Records for processing:
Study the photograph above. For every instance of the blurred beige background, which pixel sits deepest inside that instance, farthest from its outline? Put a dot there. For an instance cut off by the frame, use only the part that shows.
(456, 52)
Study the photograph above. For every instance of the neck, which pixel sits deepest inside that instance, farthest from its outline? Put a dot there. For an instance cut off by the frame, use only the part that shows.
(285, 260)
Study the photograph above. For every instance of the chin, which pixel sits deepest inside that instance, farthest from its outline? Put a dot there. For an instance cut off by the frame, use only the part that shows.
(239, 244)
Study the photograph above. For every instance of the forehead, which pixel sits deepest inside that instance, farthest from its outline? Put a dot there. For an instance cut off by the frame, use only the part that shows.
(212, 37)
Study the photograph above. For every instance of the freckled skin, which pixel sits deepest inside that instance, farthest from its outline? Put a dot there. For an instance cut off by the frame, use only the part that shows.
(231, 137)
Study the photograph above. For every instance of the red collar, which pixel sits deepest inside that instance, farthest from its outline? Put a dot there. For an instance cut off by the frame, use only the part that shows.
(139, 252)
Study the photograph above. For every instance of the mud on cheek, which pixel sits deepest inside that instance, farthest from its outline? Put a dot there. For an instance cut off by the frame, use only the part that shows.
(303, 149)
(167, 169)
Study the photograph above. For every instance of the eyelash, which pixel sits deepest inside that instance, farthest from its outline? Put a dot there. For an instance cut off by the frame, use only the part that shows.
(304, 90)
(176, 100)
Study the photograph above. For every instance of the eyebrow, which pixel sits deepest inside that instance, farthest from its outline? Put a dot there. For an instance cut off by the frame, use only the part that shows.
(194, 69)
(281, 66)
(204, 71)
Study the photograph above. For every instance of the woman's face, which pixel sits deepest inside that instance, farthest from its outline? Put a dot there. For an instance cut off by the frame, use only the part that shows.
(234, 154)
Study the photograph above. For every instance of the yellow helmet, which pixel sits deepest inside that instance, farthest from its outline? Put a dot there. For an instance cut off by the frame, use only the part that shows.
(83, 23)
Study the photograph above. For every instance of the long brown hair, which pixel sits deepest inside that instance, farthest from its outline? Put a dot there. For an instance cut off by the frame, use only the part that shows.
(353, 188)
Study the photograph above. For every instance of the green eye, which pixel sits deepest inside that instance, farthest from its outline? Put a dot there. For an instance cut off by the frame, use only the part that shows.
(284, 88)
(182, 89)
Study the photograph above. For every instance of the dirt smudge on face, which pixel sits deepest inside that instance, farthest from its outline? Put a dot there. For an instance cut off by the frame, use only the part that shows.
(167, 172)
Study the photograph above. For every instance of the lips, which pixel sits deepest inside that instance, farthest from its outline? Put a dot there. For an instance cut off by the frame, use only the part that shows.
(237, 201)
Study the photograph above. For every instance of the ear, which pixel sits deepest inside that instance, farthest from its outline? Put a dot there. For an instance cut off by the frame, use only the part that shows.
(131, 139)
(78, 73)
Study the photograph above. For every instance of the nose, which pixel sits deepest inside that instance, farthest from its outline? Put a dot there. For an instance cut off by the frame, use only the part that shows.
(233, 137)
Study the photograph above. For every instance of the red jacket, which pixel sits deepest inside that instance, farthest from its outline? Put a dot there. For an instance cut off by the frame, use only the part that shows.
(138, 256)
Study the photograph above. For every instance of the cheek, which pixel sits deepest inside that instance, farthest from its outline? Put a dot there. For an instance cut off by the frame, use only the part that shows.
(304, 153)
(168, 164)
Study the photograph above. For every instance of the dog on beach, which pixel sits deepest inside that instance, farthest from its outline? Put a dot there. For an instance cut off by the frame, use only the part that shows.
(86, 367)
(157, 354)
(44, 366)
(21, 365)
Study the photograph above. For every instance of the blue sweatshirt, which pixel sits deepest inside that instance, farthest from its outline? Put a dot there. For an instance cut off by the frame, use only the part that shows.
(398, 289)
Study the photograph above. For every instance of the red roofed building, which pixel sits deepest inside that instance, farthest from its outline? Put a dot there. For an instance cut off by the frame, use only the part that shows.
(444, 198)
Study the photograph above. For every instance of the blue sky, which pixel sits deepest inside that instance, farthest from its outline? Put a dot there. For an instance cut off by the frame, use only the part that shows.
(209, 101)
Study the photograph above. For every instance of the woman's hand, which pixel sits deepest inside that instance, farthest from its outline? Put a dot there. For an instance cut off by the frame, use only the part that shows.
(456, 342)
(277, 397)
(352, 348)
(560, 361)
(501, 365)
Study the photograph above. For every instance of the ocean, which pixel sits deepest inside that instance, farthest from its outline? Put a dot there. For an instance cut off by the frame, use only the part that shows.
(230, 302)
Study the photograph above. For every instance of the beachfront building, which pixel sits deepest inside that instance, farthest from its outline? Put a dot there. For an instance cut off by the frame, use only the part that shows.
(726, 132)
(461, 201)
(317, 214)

Activity: Every entry should be retyped exactly as it appears.

Task output:
Study the photograph above. For every instance of the blurred beige background, which pixel sits deepest inside that instance, farthest from its outline? Put a dot there. For an instance cut off by the frame, use only the part that shows.
(456, 52)
Study the photograph above. For every instance of the neck, which pixel sits deepest inside that instance, farthest from its outline? Put a dot there. For an instance cut off by the frame, use only the part that shows.
(285, 260)
Study the photograph above. For every instance of the chin, which pixel sits deepest inside that instance, farthest from its outline? Put a dot there. For an instance cut off by the frame, use only the part that shows.
(239, 244)
Study the photograph above. For every instance of the forehead, which pixel sits deepest inside that instance, farthest from its outline? Put a dot there. For an instance cut off by the frame, use only the part that shows.
(212, 37)
Study the photograph above. For every instance of the freckled skin, which pixel sits deepest inside that instance, farthest from its outline? Put a dot there. For an instance cut off by the frame, use only the part that shows.
(231, 137)
Study the photograph above. For every instance of the red collar, which pixel sits deepest inside that instance, farthest from its outline? Put a dot there. For an instance cut off by the frame, use only the part that shows.
(139, 252)
Study the photograph above. For every instance of the mud on cheek, which pixel sits deepest inside that instance, farthest from its outline? Put a dot there. For an instance cut off by the frame, use only the part that shows.
(303, 149)
(167, 169)
Study the photograph above. For every instance of the eyelash, which pixel sits deepest inside that instance, farthest from its outline? Put a dot there. For an instance cut off by the frame, use only the part that shows.
(304, 90)
(176, 100)
Study the photograph above. For every instance of the eyebrow, which pixel sits deepest inside that instance, farthest from its outline? Put a dot there. For an instance cut off by the frame, use only the part that shows.
(194, 69)
(281, 66)
(204, 71)
Study the photograph above. For every instance of the woman's face, which pixel sits deepest inside that instance, farthest from its outline? Put a dot there. For an instance cut off by the frame, use only the part that shows.
(234, 154)
Study the photograph above. For every instance of the yellow helmet, which pixel sits deepest inside that instance, farthest from its outline? Put a dot there. For an instance cut off by the frame, use only the part that shows.
(83, 23)
Study the photograph above. For every instance of the long brown hair, which pixel sits deepest inside that instance, farthest from its outline? Put a dot there. For an instance cut off by the frame, use only the part that shows.
(353, 188)
Study the photograph above. For every instance of the green eye, which pixel sits deepest inside that instance, farthest from its outline? Put a dot there. For an instance cut off by the frame, use only the part that shows.
(284, 88)
(182, 89)
Study the photograph above. For every instance of the dirt smudge on face, which pixel sits deepest inside that instance, farthest from its outline? Put a dot there. For an instance cut off by the frame, use only the part that shows.
(167, 172)
Study the photograph above. For every instance of the lips, which pixel sits deepest inside that instance, farthest from its outline? Put a dot there. For an instance cut off by the frame, use only the part that shows.
(237, 201)
Study the photograph above. For every instance of the ear, which pixel sits deepest inside that instance, farthest from its outline? Put a dot there. For an instance cut off by the frame, use only the part that shows.
(131, 139)
(78, 73)
Study the photograph above. For every instance of the nose, which pixel sits deepest inside that instance, farthest from its outline? Put a dot there. For an instance cut off by the frame, use only the part that shows.
(233, 137)
Study the photograph above. For every instance of the red jacket, which pixel sits deepest inside that instance, farthest from its outline? Put a dot there. For an instance cut off by the frame, use only the part that shows.
(138, 256)
Study the photograph above. For every instance of the cheek, which pixel sits deepest inside that instance, farthest from its outline? Put a dot there. For an instance cut off by the frame, use only the part that shows.
(304, 153)
(168, 164)
Study the photograph above. For every instance of the dog on beach, which pixel sits deepest inside that instance, farthest from its outline? Put a dot there. For an instance cut off by the frame, use only the part that shows.
(86, 367)
(157, 354)
(44, 366)
(21, 365)
Study the photograph above. For every instance of the blue sweatshirt, which pixel sits deepest inside that instance, farthest from its outline? Put a dot there. For an instance cut off by the frame, use only the part that shows.
(398, 289)
Study the photograph above. For every instance of the red roofed building, which pixel sits deepest inside that instance, farthest from its outline? Put a dot there. For an instance cut off by the frame, use only the part that shows.
(444, 198)
Study the photograph above. For every instance of the blue sky, which pixel sits deepest inside that instance, farthest from its outline? Put a dot there. For an instance cut off by the frame, use only the part that shows.
(209, 101)
Study the photograph above. For every instance of the woman's hand, which pixel sits deepest inside that instance, farthest from its outline? Put a dot there. For an instance cut off by the frame, use only the part that shows.
(456, 342)
(277, 397)
(352, 348)
(560, 361)
(501, 365)
Study the photograph above. For every instance of the ocean, which pixel sits deepest inside that instance, farthest from its outline? Put a dot there. For an instance cut off by the frame, use only the part that shows.
(230, 302)
Study the photograph above. For every instance of the beachfront building, which pixel sits deepest inside that instance, farthest from its outline? Put a dot there. For an instance cut off by the frame, use only the part that shows.
(726, 132)
(461, 201)
(317, 214)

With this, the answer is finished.